## start
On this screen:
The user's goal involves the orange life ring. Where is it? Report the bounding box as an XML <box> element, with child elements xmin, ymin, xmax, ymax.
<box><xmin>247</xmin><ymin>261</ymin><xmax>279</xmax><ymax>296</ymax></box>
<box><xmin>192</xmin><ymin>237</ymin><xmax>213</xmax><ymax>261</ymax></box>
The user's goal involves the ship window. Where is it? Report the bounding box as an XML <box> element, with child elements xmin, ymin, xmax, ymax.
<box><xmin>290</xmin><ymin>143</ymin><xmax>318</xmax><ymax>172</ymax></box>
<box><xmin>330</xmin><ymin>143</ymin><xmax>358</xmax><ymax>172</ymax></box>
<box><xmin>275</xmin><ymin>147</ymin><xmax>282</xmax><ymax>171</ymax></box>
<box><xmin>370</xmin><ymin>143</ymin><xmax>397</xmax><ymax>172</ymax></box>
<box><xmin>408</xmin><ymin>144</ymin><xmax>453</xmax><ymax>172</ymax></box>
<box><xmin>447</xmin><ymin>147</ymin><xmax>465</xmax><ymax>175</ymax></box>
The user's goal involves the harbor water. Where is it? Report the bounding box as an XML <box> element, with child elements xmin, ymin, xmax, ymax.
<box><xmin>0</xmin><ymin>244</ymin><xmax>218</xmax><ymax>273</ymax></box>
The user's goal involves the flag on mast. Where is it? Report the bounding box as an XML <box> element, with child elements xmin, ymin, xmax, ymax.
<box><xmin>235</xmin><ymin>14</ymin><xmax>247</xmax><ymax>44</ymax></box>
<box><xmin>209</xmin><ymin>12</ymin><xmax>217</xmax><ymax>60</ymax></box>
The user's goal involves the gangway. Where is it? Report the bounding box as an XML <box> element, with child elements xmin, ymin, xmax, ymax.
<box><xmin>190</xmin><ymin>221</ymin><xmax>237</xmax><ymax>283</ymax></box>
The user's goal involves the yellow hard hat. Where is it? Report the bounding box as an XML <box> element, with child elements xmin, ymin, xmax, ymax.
## end
• **Exercise description**
Rewrite all of the material above as a numbered list, leaving out any blank lines.

• **Expected output**
1. On this screen:
2. The user's goal involves the orange life ring. Where is it? Report the bounding box as an XML <box> element, with child elements xmin, ymin, xmax, ymax.
3. <box><xmin>247</xmin><ymin>261</ymin><xmax>279</xmax><ymax>296</ymax></box>
4. <box><xmin>192</xmin><ymin>237</ymin><xmax>213</xmax><ymax>261</ymax></box>
5. The user's goal involves the ship window. Where is it? Report the bounding box as an XML <box> element, with child elements xmin, ymin, xmax, ymax.
6. <box><xmin>290</xmin><ymin>143</ymin><xmax>318</xmax><ymax>172</ymax></box>
7. <box><xmin>330</xmin><ymin>143</ymin><xmax>358</xmax><ymax>172</ymax></box>
8. <box><xmin>275</xmin><ymin>147</ymin><xmax>282</xmax><ymax>171</ymax></box>
9. <box><xmin>370</xmin><ymin>143</ymin><xmax>397</xmax><ymax>172</ymax></box>
10. <box><xmin>408</xmin><ymin>144</ymin><xmax>453</xmax><ymax>172</ymax></box>
11. <box><xmin>447</xmin><ymin>147</ymin><xmax>465</xmax><ymax>175</ymax></box>
12. The user's goal involves the harbor water. Where is it? Report the bounding box as an XML <box> element, with child elements xmin, ymin, xmax, ymax.
13. <box><xmin>0</xmin><ymin>244</ymin><xmax>218</xmax><ymax>273</ymax></box>
14. The user's goal involves the flag on mast. Where is it? Report the bounding box as an XML <box> element, with child elements xmin, ymin, xmax, ymax.
15. <box><xmin>235</xmin><ymin>14</ymin><xmax>247</xmax><ymax>44</ymax></box>
16. <box><xmin>209</xmin><ymin>12</ymin><xmax>217</xmax><ymax>60</ymax></box>
17. The user's goal involves the gangway. Where is it? Report the bounding box as an XML <box> element, with child elements xmin, ymin, xmax, ymax.
18. <box><xmin>190</xmin><ymin>221</ymin><xmax>237</xmax><ymax>283</ymax></box>
19. The user's goal involves the yellow hard hat. Where is it? Report the bounding box as an XML <box> element, with child elements xmin, ymin, xmax, ymax.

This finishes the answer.